**Problem to solve**: Find every line in the material below that contains the string "shadow" and copy each one out in full. The search is case-sensitive.

**Provided information**:
********************
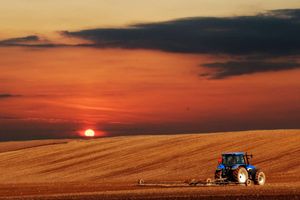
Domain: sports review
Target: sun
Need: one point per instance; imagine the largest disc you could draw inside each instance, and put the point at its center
(89, 133)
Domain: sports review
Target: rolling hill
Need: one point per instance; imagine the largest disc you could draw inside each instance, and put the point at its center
(162, 157)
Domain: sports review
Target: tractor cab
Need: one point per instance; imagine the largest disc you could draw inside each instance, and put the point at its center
(235, 166)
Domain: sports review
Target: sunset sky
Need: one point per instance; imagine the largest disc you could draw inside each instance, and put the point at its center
(147, 67)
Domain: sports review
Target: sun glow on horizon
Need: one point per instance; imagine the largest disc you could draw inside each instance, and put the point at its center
(89, 133)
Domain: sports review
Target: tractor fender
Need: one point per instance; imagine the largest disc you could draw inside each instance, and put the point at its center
(220, 167)
(250, 167)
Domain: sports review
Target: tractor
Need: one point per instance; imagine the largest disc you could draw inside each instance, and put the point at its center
(235, 167)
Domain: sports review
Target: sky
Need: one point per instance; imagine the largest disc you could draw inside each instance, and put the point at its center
(147, 67)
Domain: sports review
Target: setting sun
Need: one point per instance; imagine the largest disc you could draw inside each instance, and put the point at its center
(89, 133)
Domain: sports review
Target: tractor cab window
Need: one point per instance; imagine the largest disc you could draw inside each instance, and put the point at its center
(240, 159)
(233, 159)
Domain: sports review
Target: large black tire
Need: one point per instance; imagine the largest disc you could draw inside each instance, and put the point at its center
(240, 175)
(218, 174)
(260, 178)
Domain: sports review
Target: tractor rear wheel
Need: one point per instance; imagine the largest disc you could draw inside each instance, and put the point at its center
(240, 175)
(218, 174)
(260, 177)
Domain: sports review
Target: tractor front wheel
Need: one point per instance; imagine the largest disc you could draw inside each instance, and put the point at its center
(260, 178)
(240, 175)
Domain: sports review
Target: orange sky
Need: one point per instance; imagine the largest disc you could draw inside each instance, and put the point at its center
(19, 17)
(112, 89)
(61, 91)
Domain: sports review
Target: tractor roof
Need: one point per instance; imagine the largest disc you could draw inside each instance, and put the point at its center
(234, 153)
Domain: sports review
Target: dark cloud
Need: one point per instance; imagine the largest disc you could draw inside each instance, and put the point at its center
(234, 68)
(20, 40)
(275, 32)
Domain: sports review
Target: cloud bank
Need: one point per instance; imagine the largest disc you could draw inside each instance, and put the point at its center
(275, 33)
(253, 42)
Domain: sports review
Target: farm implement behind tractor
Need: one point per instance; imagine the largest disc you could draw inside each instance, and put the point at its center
(233, 169)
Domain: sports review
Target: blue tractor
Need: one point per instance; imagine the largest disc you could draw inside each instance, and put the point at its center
(236, 167)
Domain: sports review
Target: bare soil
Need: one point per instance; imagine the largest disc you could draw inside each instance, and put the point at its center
(108, 168)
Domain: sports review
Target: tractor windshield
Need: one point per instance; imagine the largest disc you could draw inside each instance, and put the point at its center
(229, 159)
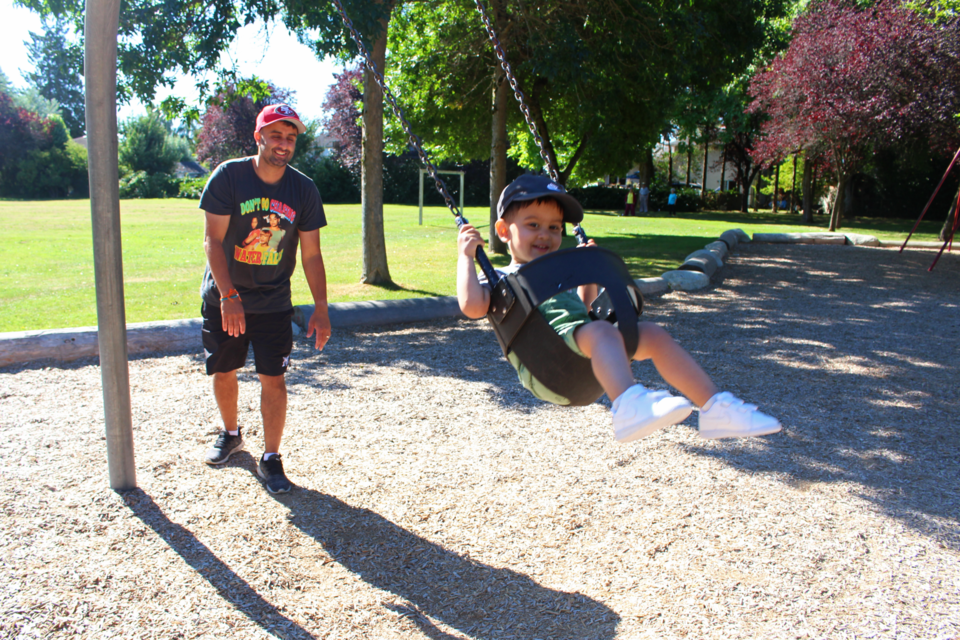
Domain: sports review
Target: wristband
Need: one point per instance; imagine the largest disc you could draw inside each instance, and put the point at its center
(231, 295)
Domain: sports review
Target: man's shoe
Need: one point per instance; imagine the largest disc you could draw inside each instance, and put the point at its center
(225, 446)
(271, 470)
(638, 412)
(730, 417)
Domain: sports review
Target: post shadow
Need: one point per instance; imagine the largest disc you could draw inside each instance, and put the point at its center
(475, 598)
(228, 584)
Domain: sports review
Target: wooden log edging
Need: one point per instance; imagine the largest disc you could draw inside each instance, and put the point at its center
(66, 345)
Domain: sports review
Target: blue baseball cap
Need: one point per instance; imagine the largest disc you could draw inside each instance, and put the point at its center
(531, 187)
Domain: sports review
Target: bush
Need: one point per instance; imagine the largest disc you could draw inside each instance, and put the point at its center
(191, 188)
(687, 199)
(600, 198)
(140, 185)
(722, 200)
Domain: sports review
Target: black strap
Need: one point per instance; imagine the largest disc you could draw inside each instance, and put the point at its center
(522, 329)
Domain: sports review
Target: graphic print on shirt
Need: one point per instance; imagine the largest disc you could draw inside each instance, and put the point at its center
(261, 246)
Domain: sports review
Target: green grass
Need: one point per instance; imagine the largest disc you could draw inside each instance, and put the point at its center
(47, 279)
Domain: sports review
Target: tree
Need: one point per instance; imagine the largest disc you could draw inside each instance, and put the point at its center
(227, 125)
(853, 79)
(343, 101)
(37, 157)
(599, 76)
(5, 86)
(58, 71)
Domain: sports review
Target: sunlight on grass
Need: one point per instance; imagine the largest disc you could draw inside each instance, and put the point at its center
(48, 281)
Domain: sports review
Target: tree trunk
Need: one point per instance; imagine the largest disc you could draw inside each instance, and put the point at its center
(498, 155)
(723, 170)
(776, 190)
(706, 156)
(950, 222)
(756, 192)
(375, 269)
(670, 166)
(836, 215)
(646, 167)
(793, 185)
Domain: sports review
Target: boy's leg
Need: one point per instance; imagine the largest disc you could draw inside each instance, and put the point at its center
(637, 411)
(673, 363)
(603, 344)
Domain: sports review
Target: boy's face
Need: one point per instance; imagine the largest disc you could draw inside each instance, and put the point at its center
(532, 231)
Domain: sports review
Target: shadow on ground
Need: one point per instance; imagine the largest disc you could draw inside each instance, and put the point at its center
(436, 584)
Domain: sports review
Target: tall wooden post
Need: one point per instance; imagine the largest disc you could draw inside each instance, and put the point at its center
(100, 68)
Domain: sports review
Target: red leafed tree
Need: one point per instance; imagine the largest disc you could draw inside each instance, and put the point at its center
(854, 79)
(343, 101)
(227, 125)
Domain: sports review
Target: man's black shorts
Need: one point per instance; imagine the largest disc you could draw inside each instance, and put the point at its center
(271, 335)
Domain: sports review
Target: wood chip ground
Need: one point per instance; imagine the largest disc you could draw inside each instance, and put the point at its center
(436, 499)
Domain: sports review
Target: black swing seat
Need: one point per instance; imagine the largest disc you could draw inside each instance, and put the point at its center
(522, 329)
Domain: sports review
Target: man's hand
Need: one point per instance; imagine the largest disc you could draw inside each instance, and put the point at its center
(234, 320)
(468, 240)
(319, 322)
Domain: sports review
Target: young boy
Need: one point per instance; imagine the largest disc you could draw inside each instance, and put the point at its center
(531, 213)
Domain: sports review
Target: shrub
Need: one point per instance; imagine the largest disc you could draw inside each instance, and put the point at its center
(140, 185)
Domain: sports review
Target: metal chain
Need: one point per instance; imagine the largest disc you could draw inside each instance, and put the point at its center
(517, 93)
(414, 140)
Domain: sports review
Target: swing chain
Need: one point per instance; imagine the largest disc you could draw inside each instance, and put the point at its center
(517, 93)
(412, 138)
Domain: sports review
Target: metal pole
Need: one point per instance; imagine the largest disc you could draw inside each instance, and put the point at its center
(100, 64)
(421, 197)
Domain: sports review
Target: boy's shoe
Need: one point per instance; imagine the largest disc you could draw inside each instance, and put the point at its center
(271, 470)
(638, 412)
(225, 446)
(727, 416)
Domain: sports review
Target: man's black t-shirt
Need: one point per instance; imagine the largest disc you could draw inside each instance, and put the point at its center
(261, 241)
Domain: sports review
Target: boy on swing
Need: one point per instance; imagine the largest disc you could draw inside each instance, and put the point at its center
(531, 213)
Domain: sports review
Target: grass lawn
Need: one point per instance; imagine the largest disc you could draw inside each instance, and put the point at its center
(47, 279)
********************
**Finished answer**:
Target: post shadow
Target: shadow on ground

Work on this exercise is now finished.